=== Reading text ===
•••••
Wars of Unification: One Federal Bantu Republic

Ryan Gosha
7 min readMay 16, 2022

At least the Bantustans are not warring against each other. But they are not united either. They still need to be united. The unification of the Bantustans is long overdue. Unity is elusive. Unification, a concept slightly bigger than unity is even more elusive.

Unification is the process of becoming one. It is a process of combining disparate pieces into one. It’s a process of being made whole again. The Bantu Nations of Southern Africa are disparate entities with self-determination. These nations must be merged to form one entity.

One Constitution. One Country. One People. One Republic. Out of many emerges one.

Colonial Rhodesians tried it and failed. We can do better.

Why should the Bantu nations be unified into One Nation-State?

Unification sets us on the right path for the remainder of this century and the coming centuries. Of course, there are benefits to reap now, in terms of economic development but the major benefits are to prepare for the coming centuries. We ought to move forward into the future as one united nation in Southern Africa. That’s our best foot forward. One Entity. One Colony.

The goal should be to create a techno-advanced solid and strong nation-state in the Southern part of Africa. A giant nation with one foreign policy capable of standing on its own two feet in international affairs and looking out for the interests of the people residing in Southern Africa.
•••••
=== Information supplied ===
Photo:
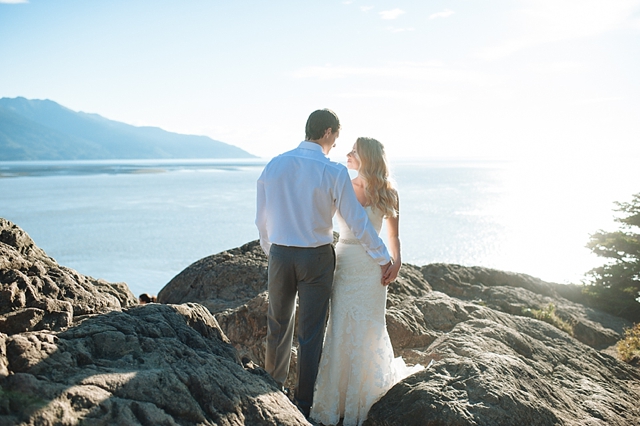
•••••
=== To do ===
**A)** In the essay on Bantu unification, condense the paragraph beginning "Unification is the process of becoming one" into a short bulleted list that keeps its main points.
**B)** Carry the essay on Bantu unification forward from its final sentence, in the same voice.
The material plays no part in what follows.

=== Task responses ===
**A)**
- Unification means becoming one: combining separate pieces and making them whole again.
- The Bantu Nations of Southern Africa are separate, self-determining entities.
- They must be merged into a single entity.

**B)**
The capable techno-advanced state should be able to defend itself in the future (if need be) against any future techno-barbaric state. That is the main benefit. To give a chance at future survival for the people that dwell in the Southern part of Africa.

Okay, we all agree the colonial era is over. No country is going to colonize another. Let’s assume this is 99% true for the remainder of this century. Will it also be true for the next century, and next after the next? Who really knows? What we know for truth is that colonization, territorial wars, and aggressive foreign policies are the norm. Universal peace and non-expansionary foreign policies are a “rarity” ushered in the last century.

If China wants to exercise an imperial foreign policy on our disparate nations right now, it can do so without much resistance because we are weak. We are open to abuse by any member of the international community. We have no voice that matters at United Nations and global talk shops because we are fragmented, insignificant, and weak. If we are one, we can be significant and strong.

As currently prevailing individual countries, we are weak. As one united country, we can be strong. One nation state in Southern Africa can be taken seriously in the global scheme of things.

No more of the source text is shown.